Records:
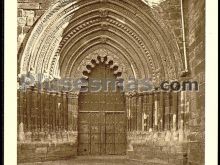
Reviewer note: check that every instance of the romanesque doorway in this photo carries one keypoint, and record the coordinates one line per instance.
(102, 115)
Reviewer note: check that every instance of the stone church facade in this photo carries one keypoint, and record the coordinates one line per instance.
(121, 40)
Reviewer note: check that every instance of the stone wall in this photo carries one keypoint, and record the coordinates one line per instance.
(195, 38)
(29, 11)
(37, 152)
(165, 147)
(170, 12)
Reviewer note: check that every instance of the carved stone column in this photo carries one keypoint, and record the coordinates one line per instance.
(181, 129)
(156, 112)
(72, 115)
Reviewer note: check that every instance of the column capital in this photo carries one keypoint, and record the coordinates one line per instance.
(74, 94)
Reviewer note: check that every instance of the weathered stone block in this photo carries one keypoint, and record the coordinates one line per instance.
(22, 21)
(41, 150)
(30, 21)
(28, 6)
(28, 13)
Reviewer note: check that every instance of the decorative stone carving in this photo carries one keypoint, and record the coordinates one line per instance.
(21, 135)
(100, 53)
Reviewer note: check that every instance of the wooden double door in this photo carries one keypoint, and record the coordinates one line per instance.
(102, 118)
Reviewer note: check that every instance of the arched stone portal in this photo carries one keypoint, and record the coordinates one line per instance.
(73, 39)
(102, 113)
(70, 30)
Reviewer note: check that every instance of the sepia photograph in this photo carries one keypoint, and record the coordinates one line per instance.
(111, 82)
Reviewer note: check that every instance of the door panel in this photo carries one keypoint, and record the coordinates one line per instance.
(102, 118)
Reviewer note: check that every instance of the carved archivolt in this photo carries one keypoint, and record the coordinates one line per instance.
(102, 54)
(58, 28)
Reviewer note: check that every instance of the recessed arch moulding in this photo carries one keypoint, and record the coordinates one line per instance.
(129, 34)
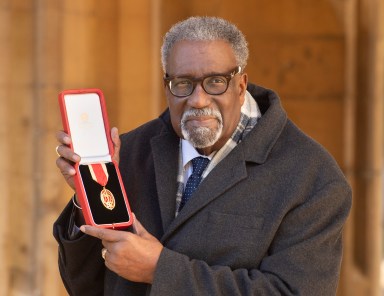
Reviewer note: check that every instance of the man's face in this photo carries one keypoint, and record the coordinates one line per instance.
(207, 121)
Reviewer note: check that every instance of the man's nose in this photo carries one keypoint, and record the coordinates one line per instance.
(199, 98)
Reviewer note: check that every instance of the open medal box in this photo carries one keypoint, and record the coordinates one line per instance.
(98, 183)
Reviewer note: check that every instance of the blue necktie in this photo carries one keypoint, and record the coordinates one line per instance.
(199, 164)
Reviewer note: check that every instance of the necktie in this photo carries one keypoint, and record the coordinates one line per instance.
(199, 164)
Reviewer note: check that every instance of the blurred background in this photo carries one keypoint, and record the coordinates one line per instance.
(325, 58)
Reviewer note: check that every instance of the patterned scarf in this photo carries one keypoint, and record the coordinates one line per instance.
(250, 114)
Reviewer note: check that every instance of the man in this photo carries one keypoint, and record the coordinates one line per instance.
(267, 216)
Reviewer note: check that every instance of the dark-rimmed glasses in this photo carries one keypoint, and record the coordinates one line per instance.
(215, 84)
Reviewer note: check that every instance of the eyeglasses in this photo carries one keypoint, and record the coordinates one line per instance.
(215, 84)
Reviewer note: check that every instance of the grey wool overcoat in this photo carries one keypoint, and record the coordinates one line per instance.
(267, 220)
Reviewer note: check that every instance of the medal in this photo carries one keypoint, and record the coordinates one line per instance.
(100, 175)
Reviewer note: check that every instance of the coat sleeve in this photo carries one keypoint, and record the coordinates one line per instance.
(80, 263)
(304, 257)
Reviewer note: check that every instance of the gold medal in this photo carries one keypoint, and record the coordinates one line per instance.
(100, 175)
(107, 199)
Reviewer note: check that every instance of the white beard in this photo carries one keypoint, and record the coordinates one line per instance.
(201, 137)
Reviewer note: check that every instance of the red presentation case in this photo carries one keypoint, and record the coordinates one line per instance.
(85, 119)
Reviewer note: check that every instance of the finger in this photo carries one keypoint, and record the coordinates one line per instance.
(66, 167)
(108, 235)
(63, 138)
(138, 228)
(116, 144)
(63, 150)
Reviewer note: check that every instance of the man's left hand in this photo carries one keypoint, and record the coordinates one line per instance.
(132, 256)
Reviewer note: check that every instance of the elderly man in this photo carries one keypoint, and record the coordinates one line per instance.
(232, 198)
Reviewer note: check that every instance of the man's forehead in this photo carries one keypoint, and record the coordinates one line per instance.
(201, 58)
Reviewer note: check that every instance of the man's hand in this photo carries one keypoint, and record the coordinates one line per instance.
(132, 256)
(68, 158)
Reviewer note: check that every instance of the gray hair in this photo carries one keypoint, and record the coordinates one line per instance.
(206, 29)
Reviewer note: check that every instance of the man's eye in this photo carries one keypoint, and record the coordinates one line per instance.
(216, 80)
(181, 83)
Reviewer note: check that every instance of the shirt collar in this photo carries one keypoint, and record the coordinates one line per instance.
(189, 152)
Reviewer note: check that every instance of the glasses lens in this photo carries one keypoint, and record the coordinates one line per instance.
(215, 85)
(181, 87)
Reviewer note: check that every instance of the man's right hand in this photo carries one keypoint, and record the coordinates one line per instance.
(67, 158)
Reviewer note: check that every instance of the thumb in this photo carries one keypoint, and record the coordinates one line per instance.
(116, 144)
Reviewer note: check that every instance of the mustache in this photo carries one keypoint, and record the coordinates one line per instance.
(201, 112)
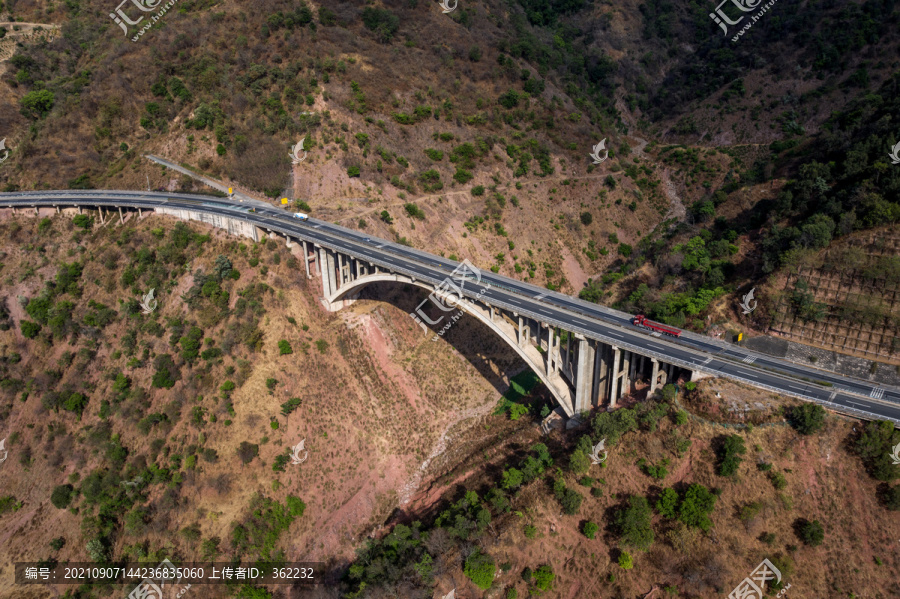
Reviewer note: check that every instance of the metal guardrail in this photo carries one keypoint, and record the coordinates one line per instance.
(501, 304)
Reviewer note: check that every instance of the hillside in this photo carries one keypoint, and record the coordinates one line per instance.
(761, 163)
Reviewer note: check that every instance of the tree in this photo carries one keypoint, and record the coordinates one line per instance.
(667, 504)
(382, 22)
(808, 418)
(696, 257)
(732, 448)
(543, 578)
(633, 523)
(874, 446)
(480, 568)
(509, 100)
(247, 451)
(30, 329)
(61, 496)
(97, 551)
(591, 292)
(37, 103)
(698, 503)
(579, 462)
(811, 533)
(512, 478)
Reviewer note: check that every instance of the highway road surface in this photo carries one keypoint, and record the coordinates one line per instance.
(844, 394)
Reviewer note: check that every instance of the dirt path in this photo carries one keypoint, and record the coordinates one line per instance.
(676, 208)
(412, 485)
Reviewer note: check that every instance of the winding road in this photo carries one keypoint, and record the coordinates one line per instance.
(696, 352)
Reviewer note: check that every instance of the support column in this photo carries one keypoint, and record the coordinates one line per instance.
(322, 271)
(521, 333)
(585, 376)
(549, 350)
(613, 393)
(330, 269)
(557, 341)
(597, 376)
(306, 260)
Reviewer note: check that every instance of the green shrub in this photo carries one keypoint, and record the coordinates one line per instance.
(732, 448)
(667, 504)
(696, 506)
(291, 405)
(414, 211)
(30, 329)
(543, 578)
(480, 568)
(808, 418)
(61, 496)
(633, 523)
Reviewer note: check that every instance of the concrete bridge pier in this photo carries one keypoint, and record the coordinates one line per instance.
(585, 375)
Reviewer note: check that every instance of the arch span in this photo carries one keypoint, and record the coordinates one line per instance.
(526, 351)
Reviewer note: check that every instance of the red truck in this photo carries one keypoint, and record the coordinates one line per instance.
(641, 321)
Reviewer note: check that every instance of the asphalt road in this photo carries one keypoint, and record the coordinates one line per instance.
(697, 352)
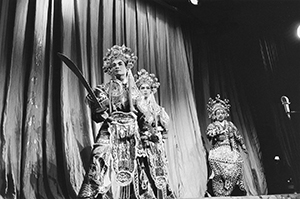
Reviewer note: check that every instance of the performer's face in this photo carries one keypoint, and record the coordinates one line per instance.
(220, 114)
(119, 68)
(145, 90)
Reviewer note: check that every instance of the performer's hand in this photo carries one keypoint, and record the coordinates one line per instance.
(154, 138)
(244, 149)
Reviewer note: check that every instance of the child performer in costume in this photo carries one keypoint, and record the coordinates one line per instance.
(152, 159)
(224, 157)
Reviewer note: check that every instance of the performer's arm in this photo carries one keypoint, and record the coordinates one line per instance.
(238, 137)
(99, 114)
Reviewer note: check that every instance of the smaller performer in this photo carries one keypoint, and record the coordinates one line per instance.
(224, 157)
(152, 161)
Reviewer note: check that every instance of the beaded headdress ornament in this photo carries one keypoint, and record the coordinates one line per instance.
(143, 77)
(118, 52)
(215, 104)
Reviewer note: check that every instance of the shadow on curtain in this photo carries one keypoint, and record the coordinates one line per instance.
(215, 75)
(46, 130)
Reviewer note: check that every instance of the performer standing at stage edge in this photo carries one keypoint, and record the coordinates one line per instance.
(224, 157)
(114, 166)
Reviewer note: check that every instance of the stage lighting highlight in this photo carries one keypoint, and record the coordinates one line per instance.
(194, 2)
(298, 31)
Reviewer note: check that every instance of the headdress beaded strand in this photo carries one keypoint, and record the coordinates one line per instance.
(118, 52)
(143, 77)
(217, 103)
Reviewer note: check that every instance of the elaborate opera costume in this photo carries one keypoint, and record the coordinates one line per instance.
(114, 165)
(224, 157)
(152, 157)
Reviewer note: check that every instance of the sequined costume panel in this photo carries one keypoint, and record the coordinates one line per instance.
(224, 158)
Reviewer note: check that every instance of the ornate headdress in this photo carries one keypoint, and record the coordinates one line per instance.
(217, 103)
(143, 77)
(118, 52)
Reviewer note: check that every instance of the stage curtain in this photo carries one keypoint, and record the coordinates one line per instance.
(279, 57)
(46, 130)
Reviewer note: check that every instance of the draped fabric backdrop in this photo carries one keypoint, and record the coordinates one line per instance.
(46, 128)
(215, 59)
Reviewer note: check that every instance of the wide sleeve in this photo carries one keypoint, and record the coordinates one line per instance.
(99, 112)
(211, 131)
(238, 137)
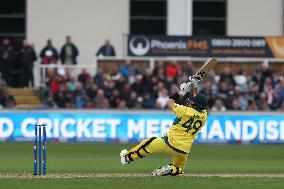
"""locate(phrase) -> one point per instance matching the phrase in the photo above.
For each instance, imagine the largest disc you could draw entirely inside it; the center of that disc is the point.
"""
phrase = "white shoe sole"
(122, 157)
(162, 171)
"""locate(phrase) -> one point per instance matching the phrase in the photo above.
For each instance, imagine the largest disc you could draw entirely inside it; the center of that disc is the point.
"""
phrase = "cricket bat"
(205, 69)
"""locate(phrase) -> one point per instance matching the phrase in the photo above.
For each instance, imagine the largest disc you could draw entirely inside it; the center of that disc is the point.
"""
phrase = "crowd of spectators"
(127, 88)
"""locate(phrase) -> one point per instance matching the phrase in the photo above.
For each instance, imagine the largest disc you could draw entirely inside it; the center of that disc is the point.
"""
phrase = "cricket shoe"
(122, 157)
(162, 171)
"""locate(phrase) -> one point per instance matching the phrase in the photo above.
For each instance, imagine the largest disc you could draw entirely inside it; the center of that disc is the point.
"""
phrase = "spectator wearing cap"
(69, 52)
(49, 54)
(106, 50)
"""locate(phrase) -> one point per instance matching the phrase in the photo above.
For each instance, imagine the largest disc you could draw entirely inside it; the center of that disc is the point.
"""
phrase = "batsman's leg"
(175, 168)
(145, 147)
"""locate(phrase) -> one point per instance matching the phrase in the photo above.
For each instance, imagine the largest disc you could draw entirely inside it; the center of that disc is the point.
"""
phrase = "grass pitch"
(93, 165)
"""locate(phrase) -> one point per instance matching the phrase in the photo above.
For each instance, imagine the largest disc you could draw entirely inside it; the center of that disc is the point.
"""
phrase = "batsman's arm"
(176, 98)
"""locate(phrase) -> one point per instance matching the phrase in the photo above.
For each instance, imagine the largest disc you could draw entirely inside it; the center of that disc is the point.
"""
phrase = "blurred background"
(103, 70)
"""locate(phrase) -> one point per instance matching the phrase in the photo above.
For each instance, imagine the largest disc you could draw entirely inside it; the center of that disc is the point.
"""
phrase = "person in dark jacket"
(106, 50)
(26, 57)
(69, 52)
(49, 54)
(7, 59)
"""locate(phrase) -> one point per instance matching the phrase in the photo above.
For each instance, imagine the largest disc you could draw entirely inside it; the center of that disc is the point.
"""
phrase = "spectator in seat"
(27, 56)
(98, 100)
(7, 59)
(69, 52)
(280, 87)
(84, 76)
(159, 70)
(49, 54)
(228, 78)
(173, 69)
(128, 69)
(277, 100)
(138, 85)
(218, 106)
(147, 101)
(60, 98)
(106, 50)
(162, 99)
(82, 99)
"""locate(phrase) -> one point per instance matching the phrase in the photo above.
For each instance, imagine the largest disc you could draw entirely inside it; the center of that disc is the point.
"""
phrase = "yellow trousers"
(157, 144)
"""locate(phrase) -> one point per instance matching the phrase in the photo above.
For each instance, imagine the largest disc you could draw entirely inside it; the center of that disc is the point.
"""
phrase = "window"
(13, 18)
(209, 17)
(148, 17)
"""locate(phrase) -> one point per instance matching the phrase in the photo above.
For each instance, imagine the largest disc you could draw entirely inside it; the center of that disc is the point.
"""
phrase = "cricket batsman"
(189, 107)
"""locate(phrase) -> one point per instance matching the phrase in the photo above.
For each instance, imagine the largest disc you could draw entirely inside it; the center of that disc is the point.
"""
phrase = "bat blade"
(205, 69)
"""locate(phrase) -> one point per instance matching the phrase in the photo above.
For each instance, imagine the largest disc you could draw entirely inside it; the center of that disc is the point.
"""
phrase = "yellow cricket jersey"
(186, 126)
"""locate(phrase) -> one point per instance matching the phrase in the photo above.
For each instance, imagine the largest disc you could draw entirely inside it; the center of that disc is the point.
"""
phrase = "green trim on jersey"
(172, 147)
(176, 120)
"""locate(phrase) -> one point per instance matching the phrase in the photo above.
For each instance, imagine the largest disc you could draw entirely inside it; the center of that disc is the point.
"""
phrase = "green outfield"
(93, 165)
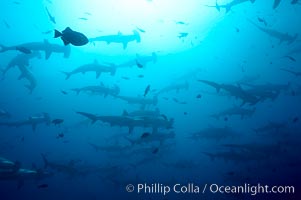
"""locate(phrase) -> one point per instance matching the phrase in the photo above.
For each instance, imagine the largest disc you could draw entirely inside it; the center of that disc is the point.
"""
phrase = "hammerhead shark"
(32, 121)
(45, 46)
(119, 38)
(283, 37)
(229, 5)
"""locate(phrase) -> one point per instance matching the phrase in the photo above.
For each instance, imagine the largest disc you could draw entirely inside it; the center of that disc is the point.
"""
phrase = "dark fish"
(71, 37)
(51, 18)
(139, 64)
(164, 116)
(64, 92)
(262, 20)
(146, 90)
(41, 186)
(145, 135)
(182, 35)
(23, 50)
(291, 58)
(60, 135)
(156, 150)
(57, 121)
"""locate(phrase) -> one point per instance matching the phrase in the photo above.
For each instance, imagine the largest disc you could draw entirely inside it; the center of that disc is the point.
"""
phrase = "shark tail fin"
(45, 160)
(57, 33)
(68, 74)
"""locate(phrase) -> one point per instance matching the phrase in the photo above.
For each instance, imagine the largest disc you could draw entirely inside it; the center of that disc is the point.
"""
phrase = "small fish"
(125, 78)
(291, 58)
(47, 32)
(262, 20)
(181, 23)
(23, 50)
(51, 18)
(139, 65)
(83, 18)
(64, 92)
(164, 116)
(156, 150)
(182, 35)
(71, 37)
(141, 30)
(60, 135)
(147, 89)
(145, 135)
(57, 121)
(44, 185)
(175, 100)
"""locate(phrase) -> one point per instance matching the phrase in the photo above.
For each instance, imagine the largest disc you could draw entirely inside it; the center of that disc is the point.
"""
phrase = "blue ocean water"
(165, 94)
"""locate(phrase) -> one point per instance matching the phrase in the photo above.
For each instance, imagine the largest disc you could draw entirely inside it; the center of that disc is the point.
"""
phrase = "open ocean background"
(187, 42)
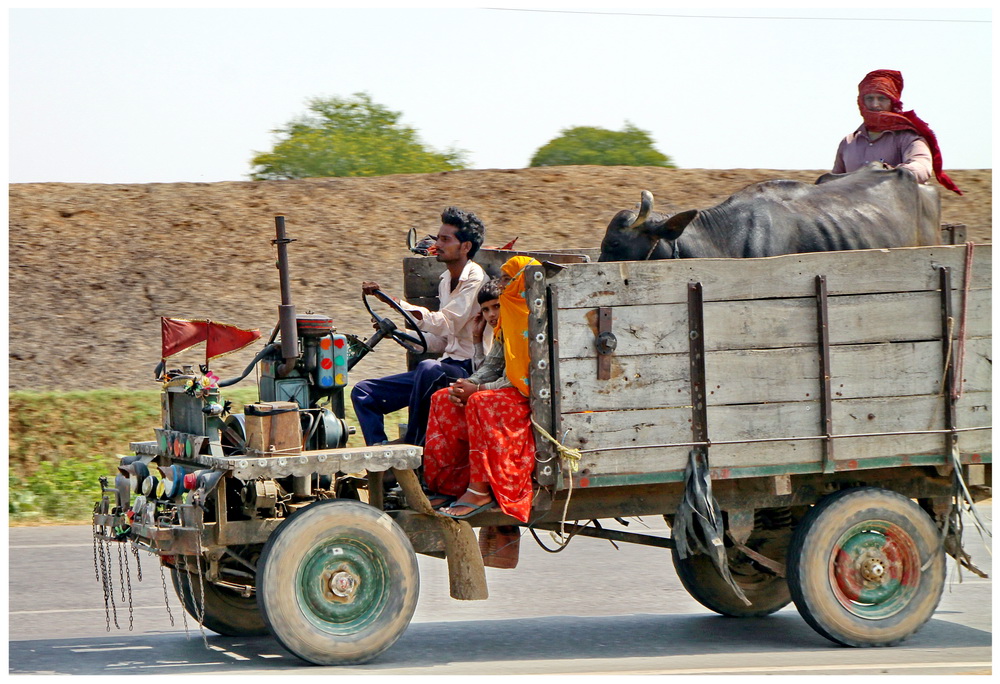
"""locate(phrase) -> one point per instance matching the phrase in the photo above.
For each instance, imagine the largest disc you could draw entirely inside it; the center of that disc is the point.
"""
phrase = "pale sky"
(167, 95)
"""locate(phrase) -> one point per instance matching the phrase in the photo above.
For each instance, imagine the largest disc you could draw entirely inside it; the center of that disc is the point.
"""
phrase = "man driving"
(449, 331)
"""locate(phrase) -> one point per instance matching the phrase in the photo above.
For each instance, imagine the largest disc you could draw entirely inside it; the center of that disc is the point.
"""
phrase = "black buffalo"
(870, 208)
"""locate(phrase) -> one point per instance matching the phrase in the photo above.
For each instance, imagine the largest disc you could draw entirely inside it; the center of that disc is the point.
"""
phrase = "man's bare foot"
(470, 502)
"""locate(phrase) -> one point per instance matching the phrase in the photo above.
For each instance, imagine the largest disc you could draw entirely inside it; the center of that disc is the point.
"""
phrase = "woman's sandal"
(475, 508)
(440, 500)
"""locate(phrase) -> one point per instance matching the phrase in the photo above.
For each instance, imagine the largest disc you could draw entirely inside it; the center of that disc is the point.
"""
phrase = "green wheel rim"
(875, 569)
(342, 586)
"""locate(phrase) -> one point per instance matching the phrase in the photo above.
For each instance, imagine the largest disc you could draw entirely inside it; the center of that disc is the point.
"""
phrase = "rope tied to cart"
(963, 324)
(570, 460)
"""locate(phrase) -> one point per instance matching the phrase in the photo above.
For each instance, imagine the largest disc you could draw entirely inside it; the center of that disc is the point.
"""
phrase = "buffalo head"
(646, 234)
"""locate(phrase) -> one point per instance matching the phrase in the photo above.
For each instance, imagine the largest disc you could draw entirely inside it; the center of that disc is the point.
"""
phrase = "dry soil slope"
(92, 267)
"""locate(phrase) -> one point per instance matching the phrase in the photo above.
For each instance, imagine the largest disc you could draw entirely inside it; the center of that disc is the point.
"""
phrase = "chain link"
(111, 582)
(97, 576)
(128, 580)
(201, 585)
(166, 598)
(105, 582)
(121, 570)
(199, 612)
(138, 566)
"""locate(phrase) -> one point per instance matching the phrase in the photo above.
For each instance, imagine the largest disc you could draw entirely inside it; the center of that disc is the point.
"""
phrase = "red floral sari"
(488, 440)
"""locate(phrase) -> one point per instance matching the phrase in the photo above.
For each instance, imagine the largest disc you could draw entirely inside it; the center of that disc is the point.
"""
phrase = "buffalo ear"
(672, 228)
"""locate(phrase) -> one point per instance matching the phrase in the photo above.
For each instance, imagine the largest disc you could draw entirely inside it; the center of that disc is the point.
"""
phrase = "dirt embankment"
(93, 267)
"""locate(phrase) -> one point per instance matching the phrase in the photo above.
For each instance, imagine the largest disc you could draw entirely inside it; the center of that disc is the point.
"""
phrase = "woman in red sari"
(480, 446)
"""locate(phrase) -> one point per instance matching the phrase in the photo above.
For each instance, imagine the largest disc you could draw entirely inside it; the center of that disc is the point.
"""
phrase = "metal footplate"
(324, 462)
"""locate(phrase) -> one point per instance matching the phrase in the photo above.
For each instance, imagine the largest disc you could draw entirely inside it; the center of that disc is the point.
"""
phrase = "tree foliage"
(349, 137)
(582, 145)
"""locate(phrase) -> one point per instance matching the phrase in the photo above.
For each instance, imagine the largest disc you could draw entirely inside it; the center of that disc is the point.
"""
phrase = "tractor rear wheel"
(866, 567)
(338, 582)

▸ **DO THIS**
Could you gather every line in the material above that contains the word "sleeve"? Copy each of those lines in full.

▸ **ANSWER FOR THE TASK**
Reviewer note: check that every instance of the coat sleeve in this photo carries one keypoint, and record the coordinates one line per instance.
Reviewer note: check that every instance of the wide sleeve in this photo carries one keypoint, and record the coordinates one line per instance.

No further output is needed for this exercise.